**Directive**
Locate each line in the material below that contains the word "wine", and copy those lines.

**Exercise materials**
____________________

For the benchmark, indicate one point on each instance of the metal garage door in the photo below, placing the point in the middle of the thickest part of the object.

____________________

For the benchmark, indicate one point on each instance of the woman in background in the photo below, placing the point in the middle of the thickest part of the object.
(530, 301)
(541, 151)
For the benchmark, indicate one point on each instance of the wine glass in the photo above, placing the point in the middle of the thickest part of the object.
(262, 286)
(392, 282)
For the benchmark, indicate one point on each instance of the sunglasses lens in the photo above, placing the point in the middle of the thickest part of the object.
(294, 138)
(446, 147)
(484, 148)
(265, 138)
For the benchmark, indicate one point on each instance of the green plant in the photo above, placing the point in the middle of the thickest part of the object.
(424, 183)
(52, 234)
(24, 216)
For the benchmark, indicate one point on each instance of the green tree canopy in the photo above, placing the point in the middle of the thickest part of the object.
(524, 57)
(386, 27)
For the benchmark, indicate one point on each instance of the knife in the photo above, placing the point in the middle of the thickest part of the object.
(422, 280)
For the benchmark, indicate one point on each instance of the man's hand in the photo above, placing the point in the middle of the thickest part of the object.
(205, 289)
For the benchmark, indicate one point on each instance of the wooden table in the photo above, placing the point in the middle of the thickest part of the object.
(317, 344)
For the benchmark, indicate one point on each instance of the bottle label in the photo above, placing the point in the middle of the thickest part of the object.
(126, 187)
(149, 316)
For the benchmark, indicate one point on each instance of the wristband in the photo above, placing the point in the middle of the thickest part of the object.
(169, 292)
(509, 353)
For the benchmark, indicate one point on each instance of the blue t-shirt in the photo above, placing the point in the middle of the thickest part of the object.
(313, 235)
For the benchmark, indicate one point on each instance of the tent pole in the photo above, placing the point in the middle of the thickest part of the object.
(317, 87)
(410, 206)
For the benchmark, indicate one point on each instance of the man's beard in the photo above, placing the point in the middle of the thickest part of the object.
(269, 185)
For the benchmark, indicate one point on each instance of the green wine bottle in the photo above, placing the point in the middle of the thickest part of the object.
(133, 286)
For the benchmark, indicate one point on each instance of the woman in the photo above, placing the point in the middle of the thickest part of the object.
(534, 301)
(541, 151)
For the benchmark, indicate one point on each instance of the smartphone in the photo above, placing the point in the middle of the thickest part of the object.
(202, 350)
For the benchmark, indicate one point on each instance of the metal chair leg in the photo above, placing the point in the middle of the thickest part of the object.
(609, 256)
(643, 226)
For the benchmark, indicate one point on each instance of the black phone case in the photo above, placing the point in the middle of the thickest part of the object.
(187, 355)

____________________

**Problem solution**
For the benchmark, indicate one point on each instance of the wine glass in the photo above, placing the point in the middle of the thickest part of the object.
For the benchmark, indicate one point on each instance of the green wine bottle in the photo above, placing the point in the middle of the thickest part of the object.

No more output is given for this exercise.